### Written request
Report every line of the records below that contains the string "veining", treating uppercase and lowercase as different.

### Given data
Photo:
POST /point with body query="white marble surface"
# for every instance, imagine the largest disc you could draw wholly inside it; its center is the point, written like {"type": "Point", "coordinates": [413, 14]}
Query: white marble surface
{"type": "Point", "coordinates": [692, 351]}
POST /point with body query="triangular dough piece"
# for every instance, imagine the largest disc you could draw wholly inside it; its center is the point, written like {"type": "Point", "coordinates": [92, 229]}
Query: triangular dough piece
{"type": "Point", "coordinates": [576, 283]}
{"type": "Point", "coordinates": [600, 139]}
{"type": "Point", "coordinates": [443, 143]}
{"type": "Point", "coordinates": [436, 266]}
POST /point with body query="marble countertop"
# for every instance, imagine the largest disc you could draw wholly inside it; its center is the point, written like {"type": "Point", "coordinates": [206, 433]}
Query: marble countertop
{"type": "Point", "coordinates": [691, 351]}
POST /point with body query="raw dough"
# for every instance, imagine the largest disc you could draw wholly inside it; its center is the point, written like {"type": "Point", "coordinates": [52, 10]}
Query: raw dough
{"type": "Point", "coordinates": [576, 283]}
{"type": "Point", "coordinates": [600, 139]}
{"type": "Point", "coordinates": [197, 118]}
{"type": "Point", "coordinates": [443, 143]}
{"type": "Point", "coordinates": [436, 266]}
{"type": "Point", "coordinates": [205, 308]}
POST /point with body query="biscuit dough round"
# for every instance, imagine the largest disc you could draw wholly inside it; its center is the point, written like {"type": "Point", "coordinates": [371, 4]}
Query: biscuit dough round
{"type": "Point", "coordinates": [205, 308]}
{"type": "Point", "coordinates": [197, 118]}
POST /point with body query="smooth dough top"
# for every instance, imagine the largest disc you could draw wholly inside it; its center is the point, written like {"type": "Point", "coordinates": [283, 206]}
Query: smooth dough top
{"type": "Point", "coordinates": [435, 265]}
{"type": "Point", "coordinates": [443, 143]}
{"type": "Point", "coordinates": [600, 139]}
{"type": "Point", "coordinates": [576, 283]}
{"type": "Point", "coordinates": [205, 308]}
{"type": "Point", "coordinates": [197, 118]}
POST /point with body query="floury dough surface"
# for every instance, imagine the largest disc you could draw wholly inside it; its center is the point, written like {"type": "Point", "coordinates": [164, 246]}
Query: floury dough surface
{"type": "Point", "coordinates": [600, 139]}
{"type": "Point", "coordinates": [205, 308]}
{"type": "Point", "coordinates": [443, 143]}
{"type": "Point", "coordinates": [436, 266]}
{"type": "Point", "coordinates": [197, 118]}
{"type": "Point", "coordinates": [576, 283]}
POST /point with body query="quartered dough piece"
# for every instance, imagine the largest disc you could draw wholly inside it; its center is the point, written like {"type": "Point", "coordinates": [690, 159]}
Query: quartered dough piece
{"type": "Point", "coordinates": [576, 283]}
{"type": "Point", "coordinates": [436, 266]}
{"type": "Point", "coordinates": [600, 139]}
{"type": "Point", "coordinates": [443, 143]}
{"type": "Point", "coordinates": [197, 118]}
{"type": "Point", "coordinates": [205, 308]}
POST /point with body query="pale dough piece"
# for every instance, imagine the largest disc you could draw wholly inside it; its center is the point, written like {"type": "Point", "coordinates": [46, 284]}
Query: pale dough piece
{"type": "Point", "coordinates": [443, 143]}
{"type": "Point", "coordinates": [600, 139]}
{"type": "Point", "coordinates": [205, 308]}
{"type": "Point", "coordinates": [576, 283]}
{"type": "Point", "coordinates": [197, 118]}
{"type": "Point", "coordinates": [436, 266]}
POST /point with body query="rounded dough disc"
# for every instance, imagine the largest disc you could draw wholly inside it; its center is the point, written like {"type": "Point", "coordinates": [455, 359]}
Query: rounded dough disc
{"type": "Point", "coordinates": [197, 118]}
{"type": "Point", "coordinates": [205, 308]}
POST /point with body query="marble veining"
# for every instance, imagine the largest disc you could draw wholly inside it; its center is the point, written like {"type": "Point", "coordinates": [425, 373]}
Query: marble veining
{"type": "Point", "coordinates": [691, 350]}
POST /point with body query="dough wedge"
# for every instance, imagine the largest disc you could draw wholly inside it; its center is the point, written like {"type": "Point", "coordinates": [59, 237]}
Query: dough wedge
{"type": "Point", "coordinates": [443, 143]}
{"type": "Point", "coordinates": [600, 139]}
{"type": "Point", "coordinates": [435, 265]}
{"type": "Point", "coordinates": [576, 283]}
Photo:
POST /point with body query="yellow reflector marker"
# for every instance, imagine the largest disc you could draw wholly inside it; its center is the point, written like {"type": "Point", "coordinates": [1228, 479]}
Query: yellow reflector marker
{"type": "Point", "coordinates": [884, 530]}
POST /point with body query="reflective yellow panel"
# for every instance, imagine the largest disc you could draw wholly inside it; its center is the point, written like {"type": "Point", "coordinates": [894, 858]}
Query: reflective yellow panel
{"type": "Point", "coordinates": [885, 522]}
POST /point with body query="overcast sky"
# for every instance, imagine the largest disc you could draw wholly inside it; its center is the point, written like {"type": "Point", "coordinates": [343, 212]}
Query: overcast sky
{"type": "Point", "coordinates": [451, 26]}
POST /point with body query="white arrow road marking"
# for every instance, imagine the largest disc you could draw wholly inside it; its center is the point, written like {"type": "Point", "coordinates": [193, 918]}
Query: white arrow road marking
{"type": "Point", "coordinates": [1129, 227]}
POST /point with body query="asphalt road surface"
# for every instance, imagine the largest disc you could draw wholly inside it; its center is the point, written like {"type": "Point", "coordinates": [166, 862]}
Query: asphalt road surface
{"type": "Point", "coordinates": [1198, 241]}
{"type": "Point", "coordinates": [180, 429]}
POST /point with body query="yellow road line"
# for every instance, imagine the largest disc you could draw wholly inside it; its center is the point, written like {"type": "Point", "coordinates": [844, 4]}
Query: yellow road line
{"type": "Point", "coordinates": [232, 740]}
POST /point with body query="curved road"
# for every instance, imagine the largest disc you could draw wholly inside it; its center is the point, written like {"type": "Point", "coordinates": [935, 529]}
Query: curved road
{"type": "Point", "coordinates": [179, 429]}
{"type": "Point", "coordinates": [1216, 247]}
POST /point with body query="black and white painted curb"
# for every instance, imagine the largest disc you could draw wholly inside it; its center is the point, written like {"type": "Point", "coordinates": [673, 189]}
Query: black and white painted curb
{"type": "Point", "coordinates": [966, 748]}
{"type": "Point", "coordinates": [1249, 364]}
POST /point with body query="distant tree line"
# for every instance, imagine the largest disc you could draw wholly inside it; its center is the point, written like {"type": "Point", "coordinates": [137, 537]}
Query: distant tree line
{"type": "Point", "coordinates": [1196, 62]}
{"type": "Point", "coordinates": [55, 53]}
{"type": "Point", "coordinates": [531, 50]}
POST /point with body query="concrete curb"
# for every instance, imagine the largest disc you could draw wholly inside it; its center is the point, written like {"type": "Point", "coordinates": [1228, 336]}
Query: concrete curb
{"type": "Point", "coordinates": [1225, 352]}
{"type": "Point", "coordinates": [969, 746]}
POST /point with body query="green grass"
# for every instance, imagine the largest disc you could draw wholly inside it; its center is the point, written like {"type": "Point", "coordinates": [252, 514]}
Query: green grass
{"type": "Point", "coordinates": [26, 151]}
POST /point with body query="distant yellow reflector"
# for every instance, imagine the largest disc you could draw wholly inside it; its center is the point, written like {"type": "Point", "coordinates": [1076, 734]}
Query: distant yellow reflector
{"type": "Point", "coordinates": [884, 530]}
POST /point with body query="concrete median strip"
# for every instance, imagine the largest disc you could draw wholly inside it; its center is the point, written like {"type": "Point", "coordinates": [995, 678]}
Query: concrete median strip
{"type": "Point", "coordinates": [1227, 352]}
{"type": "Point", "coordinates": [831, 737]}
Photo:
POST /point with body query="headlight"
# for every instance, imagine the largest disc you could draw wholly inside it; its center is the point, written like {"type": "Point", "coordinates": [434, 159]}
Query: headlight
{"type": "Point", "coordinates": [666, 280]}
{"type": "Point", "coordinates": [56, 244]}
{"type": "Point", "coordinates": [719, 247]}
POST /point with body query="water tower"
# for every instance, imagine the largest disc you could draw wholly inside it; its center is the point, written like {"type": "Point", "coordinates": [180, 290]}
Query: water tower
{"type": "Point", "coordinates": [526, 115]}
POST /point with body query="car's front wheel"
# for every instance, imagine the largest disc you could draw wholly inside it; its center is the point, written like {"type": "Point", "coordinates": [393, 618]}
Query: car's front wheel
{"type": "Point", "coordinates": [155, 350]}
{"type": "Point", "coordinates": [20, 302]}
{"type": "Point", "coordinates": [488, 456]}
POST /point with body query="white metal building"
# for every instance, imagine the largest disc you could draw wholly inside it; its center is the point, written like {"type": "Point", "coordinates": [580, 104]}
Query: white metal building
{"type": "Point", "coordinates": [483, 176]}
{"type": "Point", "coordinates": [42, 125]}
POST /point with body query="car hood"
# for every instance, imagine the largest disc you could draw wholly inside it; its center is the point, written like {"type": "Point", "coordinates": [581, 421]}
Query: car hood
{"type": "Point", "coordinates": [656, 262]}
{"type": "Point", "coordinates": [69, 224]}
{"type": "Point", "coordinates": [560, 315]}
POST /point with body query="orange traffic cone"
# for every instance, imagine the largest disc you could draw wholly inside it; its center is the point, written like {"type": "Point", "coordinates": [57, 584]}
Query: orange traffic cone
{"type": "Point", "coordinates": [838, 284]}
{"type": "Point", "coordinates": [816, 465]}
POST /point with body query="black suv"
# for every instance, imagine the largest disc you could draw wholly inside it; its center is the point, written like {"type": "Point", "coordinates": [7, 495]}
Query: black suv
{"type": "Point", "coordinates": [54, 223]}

### Task solution
POST /point with body query="marble veining"
Query: marble veining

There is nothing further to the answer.